BEGIN DOCUMENT EXCERPT

Like so many other mornings, President Donald Trump began Wednesday watching TV and sharing his thoughts on Twitter. According to the White House schedule, his day wouldn’t officially begin until an intelligence briefing at 11 a.m., but for the several hours preceding, he busied himself on Twitter: firing off commentary to Fox & Friends, distributing anti-Muslim videos, praising himself, calling for a boycott of CNN, and encouraging the dismissal of NBC and Comcast executives for promoting “fake news.” Then, at 9:14, shortly after Morning Joe ended, he sent this:
The “‘unsolved mystery’” to which he referred took place in 2001, a few months after then-Congressman Joe Scarborough announced that he planned to resign. On the morning of July 19, two constituents entered Scarborough’s Florida district office to find the body of Lori Klausutis, his 28-year-old constituent-services director. A medical examiner would ultimately rule that Klausutis died when she lost consciousness and collapsed into a desk and hit her head due to an undiagnosed heart condition. Authorities said there were no signs of foul play. “We know for a fact she wasn’t whacked in the head because of the nature of the injury,” the medical examiner told the media, according to the Associated Press. Nevertheless, Klausutis’s death has for years been a subject of speculation among what Gawker once called “a surprisingly varied cross-section of armchair conspiracy theorists and Poirots.”

END DOCUMENT EXCERPT
BEGIN DATA EXCERPTS

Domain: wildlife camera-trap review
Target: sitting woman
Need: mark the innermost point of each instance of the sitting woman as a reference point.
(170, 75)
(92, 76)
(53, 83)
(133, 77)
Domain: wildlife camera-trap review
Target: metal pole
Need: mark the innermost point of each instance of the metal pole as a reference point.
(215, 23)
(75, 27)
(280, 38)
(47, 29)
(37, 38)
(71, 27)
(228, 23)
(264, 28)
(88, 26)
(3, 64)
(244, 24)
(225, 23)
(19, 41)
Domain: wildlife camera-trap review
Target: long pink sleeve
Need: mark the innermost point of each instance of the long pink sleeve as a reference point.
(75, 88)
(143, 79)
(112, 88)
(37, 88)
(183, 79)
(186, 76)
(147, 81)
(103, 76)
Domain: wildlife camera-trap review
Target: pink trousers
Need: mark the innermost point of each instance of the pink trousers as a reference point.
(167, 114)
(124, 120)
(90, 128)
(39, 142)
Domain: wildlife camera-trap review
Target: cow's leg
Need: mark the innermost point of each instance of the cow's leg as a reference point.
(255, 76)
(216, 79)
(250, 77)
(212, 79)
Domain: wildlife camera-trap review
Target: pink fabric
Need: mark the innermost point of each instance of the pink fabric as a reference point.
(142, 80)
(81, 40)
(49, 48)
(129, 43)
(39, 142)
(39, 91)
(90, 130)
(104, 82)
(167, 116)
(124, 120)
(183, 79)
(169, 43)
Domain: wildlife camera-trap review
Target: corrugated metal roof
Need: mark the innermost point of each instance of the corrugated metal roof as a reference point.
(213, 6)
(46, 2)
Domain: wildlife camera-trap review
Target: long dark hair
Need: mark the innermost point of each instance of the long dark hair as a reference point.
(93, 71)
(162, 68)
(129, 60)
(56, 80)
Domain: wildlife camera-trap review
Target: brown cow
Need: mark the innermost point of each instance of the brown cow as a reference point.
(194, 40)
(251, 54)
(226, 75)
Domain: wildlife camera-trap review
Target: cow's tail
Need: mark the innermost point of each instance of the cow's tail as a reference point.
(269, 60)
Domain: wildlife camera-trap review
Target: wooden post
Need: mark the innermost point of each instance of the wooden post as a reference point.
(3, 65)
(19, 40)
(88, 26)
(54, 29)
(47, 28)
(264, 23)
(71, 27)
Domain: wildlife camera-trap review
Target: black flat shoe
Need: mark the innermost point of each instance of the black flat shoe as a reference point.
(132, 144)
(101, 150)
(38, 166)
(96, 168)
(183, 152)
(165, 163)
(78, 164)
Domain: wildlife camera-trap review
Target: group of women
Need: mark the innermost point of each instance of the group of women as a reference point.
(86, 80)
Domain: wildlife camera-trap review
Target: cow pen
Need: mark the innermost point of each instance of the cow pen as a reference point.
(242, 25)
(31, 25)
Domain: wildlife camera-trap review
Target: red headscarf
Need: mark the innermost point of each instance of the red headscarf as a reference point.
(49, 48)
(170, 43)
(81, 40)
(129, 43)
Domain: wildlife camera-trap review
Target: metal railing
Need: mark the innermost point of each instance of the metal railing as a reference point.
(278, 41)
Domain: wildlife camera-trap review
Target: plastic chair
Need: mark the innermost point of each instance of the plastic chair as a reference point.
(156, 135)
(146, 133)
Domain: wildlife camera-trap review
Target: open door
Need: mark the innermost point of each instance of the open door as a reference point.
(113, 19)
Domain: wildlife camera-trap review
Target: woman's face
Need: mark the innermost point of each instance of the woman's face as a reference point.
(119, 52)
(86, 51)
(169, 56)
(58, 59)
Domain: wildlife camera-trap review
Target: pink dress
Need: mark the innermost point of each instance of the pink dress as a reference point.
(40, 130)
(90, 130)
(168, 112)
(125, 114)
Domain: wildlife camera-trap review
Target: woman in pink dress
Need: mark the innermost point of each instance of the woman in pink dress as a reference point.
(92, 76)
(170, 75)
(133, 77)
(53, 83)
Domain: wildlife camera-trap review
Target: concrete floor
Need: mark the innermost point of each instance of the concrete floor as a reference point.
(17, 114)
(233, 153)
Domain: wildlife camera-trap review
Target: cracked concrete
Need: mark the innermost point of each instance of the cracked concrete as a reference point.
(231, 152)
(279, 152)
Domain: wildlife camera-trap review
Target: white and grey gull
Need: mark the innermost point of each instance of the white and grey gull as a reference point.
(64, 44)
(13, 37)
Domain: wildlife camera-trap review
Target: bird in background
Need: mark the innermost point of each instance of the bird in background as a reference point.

END DATA EXCERPTS

*SET OF TASKS*
a – Summarize the article about Lori Klausutis's death in two sentences.
b – Extend the article on Trump's morning tweets and Lori Klausutis's death by writing its next paragraph.

*ANSWERS TO EACH TASK*
a – On a Wednesday morning before his 11 a.m. intelligence briefing, President Donald Trump spent hours on Twitter commenting on Fox & Friends, distributing anti-Muslim videos, praising himself, calling for a boycott of CNN, and urging the dismissal of NBC and Comcast executives, and at 9:14 he referred to an "unsolved mystery." That reference concerned the 2001 death of Lori Klausutis, then-Congressman Joe Scarborough's 28-year-old constituent-services director, which a medical examiner attributed to a collapse caused by an undiagnosed heart condition with no signs of foul play, though it has long drawn speculation from armchair conspiracy theorists.

b –
Which brings us to the president. In a statement provided to New York by NBC, Scarborough’s co-host and fiancé, Mika Brzezinski, said: “I’ll speak for Joe and myself here because Joe has stated that responding to President Trump’s tweets are a waste of his time. Today the president crossed another deeply disturbing line. With his attack on Joe this morning, the chief law enforcement officer of the United States of America advanced a false conspiracy theory to intimidate the press and cause a chilling effect on the 1st Amendment. Joe and I are not intimidated and his bizarre behavior contravenes both the Constitution and basic moral judgment. This is all we are going to be saying on the matter. We continue to focus on more pressing issues like the nuclear conflict with North Korea. We hope the president will do the same.”
Asked what Trump meant when he said, “investigate!” in regards to Klausutis’s death, neither White House communications director Hope Hicks nor Press Secretary Sarah Huckabee Sanders had any response.
“It’s awesome,” a former adviser to Trump told New York of his decision to attack Scarborough over Klausutis’s death. But a second former adviser disagreed. “I think the president is playing a dangerous game,” the source said. “His own accusers, credible or not, nearly ruined him. Dabbling in this stuff is inadvisable.”
Inadvisable, but apparently irresistible. Trump’s commitment to petty conflicts is legendary. His fight with Rosie O’Donnell, for instance, has endured for over a decade, through a presidential election and an inauguration. It’s safe to assume that Joe and Mika, who were once his friends, are in for a similarly long haul — and so is every other American.